EX-99.1 3 a05-2914_1ex99d1.htm EX-99.1

Exhibit 99.1

 

www.pdl.com

 

 

 

For Immediate Release

 

Contact:

 

James R. Goff

Senior Director,

Corporate Communications

(510) 574-1421

jgoff@pdl.com

 

 

PROTEIN DESIGN LABS ANNOUNCES INTENT

TO OFFER $250 MILLION OF CONVERTIBLE SENIOR

NOTES IN PRIVATE OFFERING

 

Fremont, Calif., February 7, 2005 — Protein Design Labs, Inc. (PDL) (Nasdaq: PDLI) announced today that it intends to raise approximately $250 million through an offering of seven-year notes that are convertible into shares of PDL common stock, subject to market and other conditions.  In addition, the initial purchasers have a 30-day option to purchase up to an additional $50 million in principal amount of seven-year notes from PDL.

 

PDL expects to use the net proceeds from the offering for working capital and other general corporate purposes, including research and development, capital expenditures and expansion of our manufacturing facilities.  PDL may use a portion of the net proceeds to pay for the proposed acquisitions of ESP Pharma Holding Company, Inc. and Retavase®, and to acquire or invest in other complementary businesses, products or technologies.

■ **Task to carry out**
Please summarize the press release in two sentences. The records are separate from the press release.

■ **Entries provided**
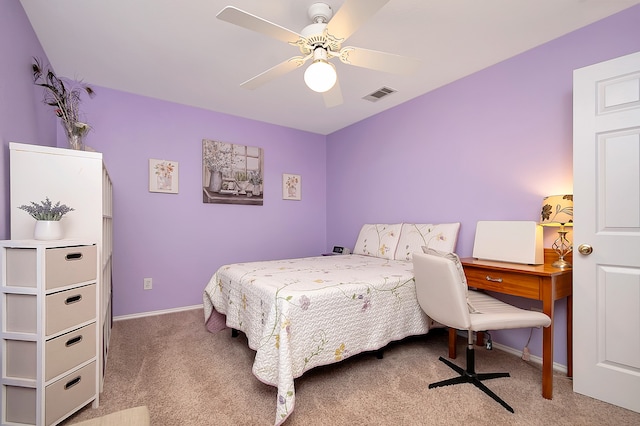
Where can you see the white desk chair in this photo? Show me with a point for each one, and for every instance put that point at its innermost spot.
(442, 293)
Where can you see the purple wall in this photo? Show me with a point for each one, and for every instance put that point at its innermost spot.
(486, 147)
(23, 117)
(177, 239)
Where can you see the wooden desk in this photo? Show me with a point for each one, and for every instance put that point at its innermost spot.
(540, 282)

■ **Reply to the task**
On February 7, 2005, Protein Design Labs announced that it intends to raise about $250 million through seven-year notes convertible into its common stock, subject to market and other conditions, with the initial purchasers holding a 30-day option to buy up to $50 million more. The company expects to use the net proceeds for working capital and general corporate purposes, including research and development, capital expenditures and expanding its manufacturing facilities, and may apply a portion to its proposed acquisitions of ESP Pharma Holding Company, Inc. and Retavase® or to other complementary businesses, products or technologies.